→ Problem statement: Output the entries from the line containing "Please annotate the black banner" through the line containing "[497,4,692,333]" as a two-column CSV with the columns text and answer. Give one row per entry, and put each field in quotes with any line breaks replaced by spaces.

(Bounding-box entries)
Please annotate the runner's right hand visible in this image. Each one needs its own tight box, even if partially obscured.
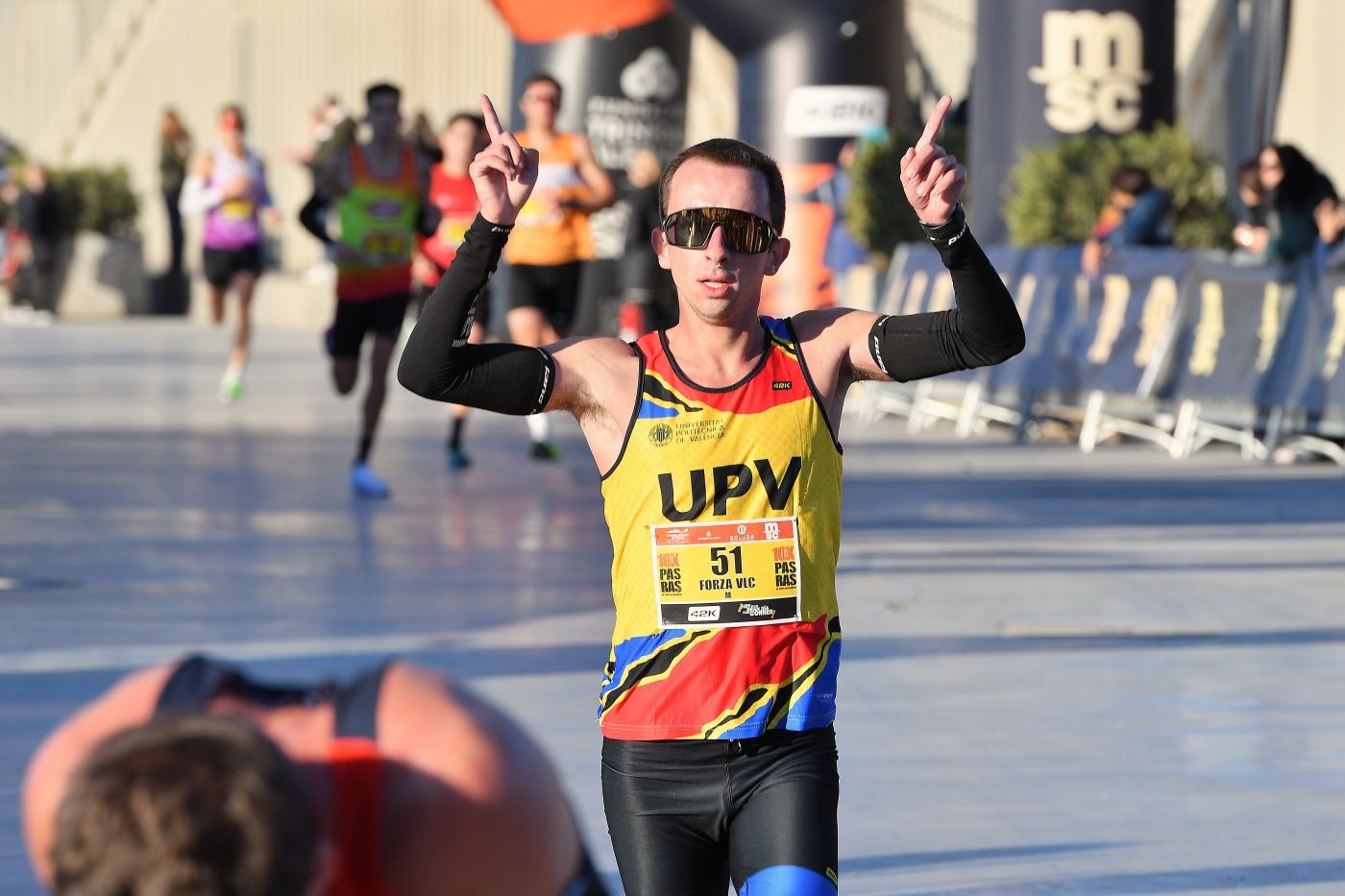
[468,94,537,225]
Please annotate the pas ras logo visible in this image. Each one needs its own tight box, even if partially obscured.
[1028,10,1153,133]
[622,47,682,102]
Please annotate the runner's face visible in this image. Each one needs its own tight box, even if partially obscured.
[438,118,484,168]
[653,158,790,323]
[518,81,561,128]
[367,94,403,140]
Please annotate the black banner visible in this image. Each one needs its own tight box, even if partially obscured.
[968,0,1176,244]
[678,0,905,315]
[497,4,692,333]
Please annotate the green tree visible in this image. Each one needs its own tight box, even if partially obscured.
[1005,124,1234,249]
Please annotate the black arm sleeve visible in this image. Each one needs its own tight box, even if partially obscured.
[868,206,1025,382]
[397,215,555,414]
[299,191,335,246]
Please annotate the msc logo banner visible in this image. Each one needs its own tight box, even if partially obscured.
[1028,10,1153,133]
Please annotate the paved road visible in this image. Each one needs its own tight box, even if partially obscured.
[0,322,1345,896]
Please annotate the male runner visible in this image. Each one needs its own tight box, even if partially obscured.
[299,84,429,497]
[23,657,605,896]
[398,97,1023,896]
[504,74,616,460]
[411,111,491,470]
[178,105,273,402]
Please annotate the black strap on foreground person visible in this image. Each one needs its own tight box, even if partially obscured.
[397,215,555,416]
[868,204,1026,382]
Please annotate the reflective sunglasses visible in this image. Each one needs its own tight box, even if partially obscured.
[663,208,776,254]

→ Answer:
text,answer
"Please annotate the black banner visible in this image. Each one needs its own tight box, even if partially obscured.","[968,0,1176,244] [678,0,905,315] [497,4,692,333]"